======== Kutipan pilihan
Syaikh Muhammad Sayyid Tantawi, pimpinan lembaga pendidikan Sunni terbesar di dunia Al-Azhar, Mesir mungkin tidak pernah menyangka akan menuai kecaman dari masyarakat luas gara-gara ia bersalaman dengan Presiden Israel, Shimon Peres dalam acara konferensi antar agama yang digelar PBB bulan November kemarin.
Para politisi dan media massa Mesir bahkan mendesak Sayyid Tantawi untuk mengundurkan diri. Surat kabar independen di Mesir, al-Dustour dalam laporannya menulis, "tangan Peres penuh dengan darah rakyat Palestina dan aroma jenazah-jenazah mereka" oleh sebab itu "Sayyid Tantawi harus menyucikan tangannya."
Anggota parlemen Mesir dari kelompok oposisi, Mustafa Bakri mengatakan, apa yang dilakukan Sayyid Tantawi adalah tamparan keras bagi al-Azhar dan kesuciannya di dunia Arab.
"Pertemuan itu seperti menunjukkan bahwa al-Azhar telah melakukan normalisasi hubungan dengan musuh kita, Zionis Israel … dulu, Syaikh Tantawi juga mendorong adanya pertemuan dengan para rabbi, dan mencapai puncaknya saat ia bertemu dengan Rabbi Lau. Tapi pertemuan kali ini dengan presiden Zionis, telah merendahkan martabat seluruh umat Islam," kecam Bakri.
================
======== Baris tersedia
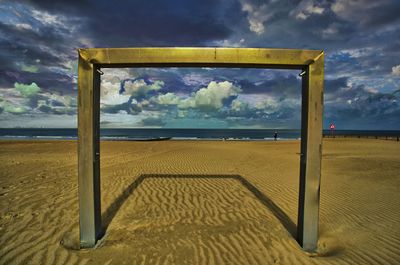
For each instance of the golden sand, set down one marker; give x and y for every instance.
(200, 202)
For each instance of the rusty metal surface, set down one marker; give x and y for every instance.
(88, 153)
(92, 59)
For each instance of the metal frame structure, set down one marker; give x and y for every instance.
(91, 60)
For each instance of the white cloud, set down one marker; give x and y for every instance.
(230, 43)
(214, 94)
(268, 105)
(256, 15)
(109, 93)
(396, 70)
(168, 99)
(23, 26)
(358, 11)
(306, 8)
(48, 19)
(330, 32)
(195, 79)
(140, 87)
(239, 106)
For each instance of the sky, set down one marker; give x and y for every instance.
(38, 70)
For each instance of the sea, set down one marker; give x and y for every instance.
(138, 134)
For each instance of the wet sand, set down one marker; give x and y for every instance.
(200, 202)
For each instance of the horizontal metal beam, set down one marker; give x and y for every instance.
(215, 57)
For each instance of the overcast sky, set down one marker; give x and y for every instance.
(38, 55)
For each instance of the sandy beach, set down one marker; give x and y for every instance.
(200, 202)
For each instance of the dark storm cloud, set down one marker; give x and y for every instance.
(141, 23)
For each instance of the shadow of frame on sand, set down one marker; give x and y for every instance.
(112, 210)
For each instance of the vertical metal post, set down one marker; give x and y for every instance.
(88, 152)
(311, 154)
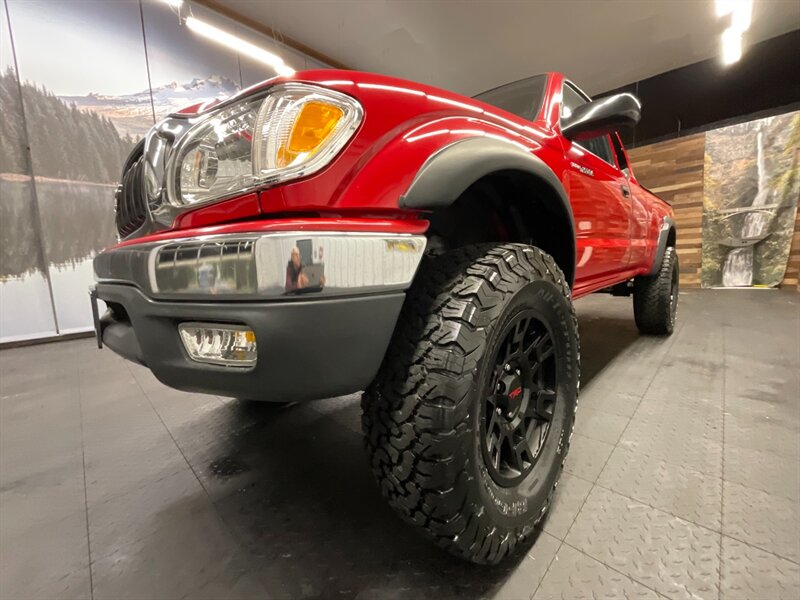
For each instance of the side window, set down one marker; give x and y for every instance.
(599, 146)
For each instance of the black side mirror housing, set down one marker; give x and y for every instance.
(603, 116)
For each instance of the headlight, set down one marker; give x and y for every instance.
(293, 131)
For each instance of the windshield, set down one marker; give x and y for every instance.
(522, 98)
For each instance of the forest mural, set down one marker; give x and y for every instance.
(750, 194)
(69, 120)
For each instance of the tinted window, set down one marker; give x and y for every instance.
(522, 98)
(599, 146)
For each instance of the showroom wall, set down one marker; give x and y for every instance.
(72, 109)
(735, 193)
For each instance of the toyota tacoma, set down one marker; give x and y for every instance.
(336, 231)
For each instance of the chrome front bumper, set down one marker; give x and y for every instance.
(260, 266)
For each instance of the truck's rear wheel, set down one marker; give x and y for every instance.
(469, 419)
(655, 297)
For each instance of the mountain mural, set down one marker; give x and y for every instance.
(132, 113)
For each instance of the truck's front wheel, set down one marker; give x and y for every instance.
(469, 419)
(655, 297)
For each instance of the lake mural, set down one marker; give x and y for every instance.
(80, 111)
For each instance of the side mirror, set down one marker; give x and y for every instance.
(599, 117)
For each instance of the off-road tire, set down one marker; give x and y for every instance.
(421, 415)
(655, 297)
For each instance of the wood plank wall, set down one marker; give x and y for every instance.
(674, 170)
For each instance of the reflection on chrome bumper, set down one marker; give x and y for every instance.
(272, 265)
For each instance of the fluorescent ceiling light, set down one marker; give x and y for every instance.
(741, 14)
(731, 46)
(238, 44)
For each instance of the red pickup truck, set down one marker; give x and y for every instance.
(337, 231)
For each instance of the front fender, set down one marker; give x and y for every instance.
(385, 178)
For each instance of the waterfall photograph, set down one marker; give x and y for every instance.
(750, 195)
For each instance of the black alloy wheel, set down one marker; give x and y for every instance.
(520, 400)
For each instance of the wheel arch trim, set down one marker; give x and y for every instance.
(450, 171)
(667, 227)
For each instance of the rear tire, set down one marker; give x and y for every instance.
(655, 297)
(485, 353)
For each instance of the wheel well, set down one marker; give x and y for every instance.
(671, 238)
(508, 206)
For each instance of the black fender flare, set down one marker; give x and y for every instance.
(455, 167)
(667, 225)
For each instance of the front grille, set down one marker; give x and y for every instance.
(131, 207)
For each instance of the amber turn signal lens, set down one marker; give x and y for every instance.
(313, 125)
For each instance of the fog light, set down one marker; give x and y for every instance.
(231, 345)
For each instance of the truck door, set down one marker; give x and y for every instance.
(601, 201)
(640, 216)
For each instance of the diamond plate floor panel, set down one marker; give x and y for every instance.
(749, 573)
(576, 576)
(680, 491)
(672, 556)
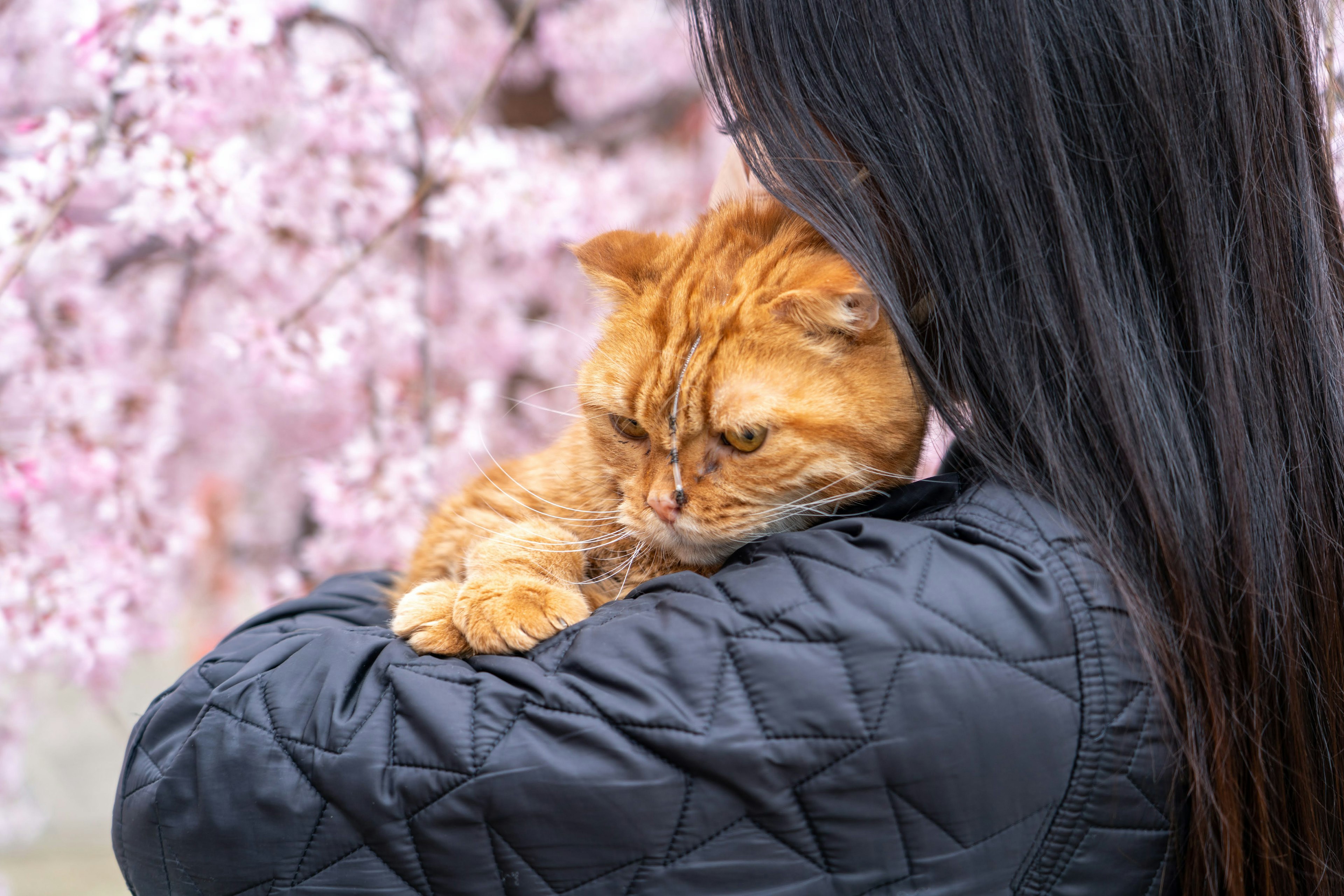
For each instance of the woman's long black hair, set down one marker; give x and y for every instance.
(1108, 234)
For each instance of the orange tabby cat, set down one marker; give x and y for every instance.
(745, 383)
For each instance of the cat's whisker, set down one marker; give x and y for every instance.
(498, 467)
(542, 408)
(597, 346)
(894, 476)
(552, 546)
(630, 566)
(588, 523)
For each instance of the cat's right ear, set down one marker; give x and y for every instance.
(623, 262)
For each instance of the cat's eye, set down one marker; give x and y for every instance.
(627, 426)
(745, 440)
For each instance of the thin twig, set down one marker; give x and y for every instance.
(428, 186)
(100, 140)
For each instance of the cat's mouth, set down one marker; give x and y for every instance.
(685, 539)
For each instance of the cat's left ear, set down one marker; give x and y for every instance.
(624, 262)
(842, 307)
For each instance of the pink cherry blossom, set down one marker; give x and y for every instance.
(173, 435)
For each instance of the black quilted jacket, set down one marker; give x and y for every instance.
(940, 698)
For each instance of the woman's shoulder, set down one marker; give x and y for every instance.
(931, 696)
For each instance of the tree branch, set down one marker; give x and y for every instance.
(100, 140)
(428, 184)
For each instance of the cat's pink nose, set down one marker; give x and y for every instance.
(664, 504)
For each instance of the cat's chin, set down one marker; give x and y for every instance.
(687, 546)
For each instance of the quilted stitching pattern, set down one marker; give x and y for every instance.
(874, 706)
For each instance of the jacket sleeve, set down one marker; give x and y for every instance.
(839, 711)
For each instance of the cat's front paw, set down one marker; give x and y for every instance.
(511, 613)
(425, 619)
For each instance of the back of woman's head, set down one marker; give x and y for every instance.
(1108, 235)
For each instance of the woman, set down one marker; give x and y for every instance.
(1108, 238)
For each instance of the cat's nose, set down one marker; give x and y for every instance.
(664, 504)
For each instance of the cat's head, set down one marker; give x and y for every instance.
(795, 401)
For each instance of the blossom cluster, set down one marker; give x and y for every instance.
(272, 283)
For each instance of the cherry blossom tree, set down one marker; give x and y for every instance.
(275, 275)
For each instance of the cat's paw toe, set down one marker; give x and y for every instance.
(511, 614)
(425, 619)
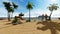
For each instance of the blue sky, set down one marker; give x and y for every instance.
(39, 8)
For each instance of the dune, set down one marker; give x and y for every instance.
(25, 28)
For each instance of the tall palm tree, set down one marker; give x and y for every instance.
(29, 6)
(52, 26)
(9, 8)
(51, 8)
(14, 7)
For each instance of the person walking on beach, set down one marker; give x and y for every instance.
(42, 17)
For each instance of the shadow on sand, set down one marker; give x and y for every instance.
(53, 26)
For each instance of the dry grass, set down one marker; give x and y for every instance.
(25, 28)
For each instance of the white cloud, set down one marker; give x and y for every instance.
(53, 1)
(3, 12)
(22, 0)
(36, 13)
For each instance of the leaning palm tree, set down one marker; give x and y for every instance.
(52, 26)
(29, 6)
(51, 8)
(14, 7)
(7, 6)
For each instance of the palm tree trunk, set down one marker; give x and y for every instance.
(29, 15)
(50, 15)
(53, 31)
(8, 16)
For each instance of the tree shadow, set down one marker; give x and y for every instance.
(53, 26)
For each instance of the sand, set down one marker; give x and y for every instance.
(25, 28)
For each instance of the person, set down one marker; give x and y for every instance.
(46, 17)
(42, 17)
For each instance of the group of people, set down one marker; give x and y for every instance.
(45, 17)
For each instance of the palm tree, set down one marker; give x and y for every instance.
(9, 8)
(29, 6)
(51, 8)
(14, 7)
(52, 26)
================
Permintaan tertulis A: Salin sebagian kutipan tentang Syaikh Tantawi secara persis, dimulai dari kata-kata yang memuat "Syaikh Muhammad Sayyid" dan berhenti setelah "di dunia Arab.".
Permintaan tertulis B: Teruskan kutipan tentang Syaikh Tantawi, dimulai sesudah kalimat terakhirnya.
Baris-baris itu adalah bahan tersendiri yang terpisah dari kutipan tentang Syaikh Tantawi.

Hasil latihan A:
Syaikh Muhammad Sayyid Tantawi, pimpinan lembaga pendidikan Sunni terbesar di dunia Al-Azhar, Mesir mungkin tidak pernah menyangka akan menuai kecaman dari masyarakat luas gara-gara ia bersalaman dengan Presiden Israel, Shimon Peres dalam acara konferensi antar agama yang digelar PBB bulan November kemarin.
Para politisi dan media massa Mesir bahkan mendesak Sayyid Tantawi untuk mengundurkan diri. Surat kabar independen di Mesir, al-Dustour dalam laporannya menulis, "tangan Peres penuh dengan darah rakyat Palestina dan aroma jenazah-jenazah mereka" oleh sebab itu "Sayyid Tantawi harus menyucikan tangannya."
Anggota parlemen Mesir dari kelompok oposisi, Mustafa Bakri mengatakan, apa yang dilakukan Sayyid Tantawi adalah tamparan keras bagi al-Azhar dan kesuciannya di dunia Arab.

Hasil latihan B:
Kritik tajam juga disampaikan anggota parlemen lainnya yang juga dari kelompok oposisi, Dr. Hamdi Hassan. Ia mengecam Sayyid Tantawi yang berjabat tangan dengan Peres dan mendesak Perdana Menteri Mesir Ahmed Nazif untuk meminta Tantawi minta maaf pada seluruh dunia Islam.
Merespon kecaman terhadap dirinya, Sayyid Tantawao mengatakan bahwa ia tidak mengenali wajah Peres saat "pertemuan singkat" di konferensi yang disponsori Arab Saudi itu. "Seandainyapun saya mengenali dia (Peres)? Lantas kenapa … bukankah dia dari negara yang kita akui eksistensinya," tukas Tantawi membela diri. Mesir memang menjadi salah satu negara Arab, selain Yordania yang mengakui dan mau berdamai dengan Israel.
Tapi kontroversi soal "salaman Tantawi dengan Peres" di Mesir makin panas, setelah seorang pejabat Saudi mengungkap informasi baru, bahwa pemerintah Saudi menanggung semua biaya kedatangan delegasi Israel ke konferensi antara agama itu.
Menurut pejabat Saudi yang tidak mau diungkap jati dirinya itu, Kerajaan Saudi dan Menteri Luar Negeri Saudi, Pangeran Saud al-Faisal sedang merencanakan upaya perdamaian baru antara negara-negara Arab dan Israel. Rencana itu sudah dibahas dalam pertemuan rahasia dengan Presiden Israel, Shimon Peres dan Menteri Luar Negeri Israel, Tzipi Livni.
Masih menurut sumber Saudi tadi, rencana perdamaian itu akan diumumkan setelah presiden terpilih AS, Barack Obama resmi berkantor di Gedung Putih. Dalam rencana baru itu, kata sumber Saudi, Israel dan Saudi, sepakat untuk tidak lagi menyinggung masalah "Yerusalem sebagai ibukota Palestina" dan "hak kembali para pengungsi Palestina". Padahal kedua persoalan itu menjadi tuntutan utama Palestina untuk menyelesaikan konflik dengan Israel. (ln/prtv)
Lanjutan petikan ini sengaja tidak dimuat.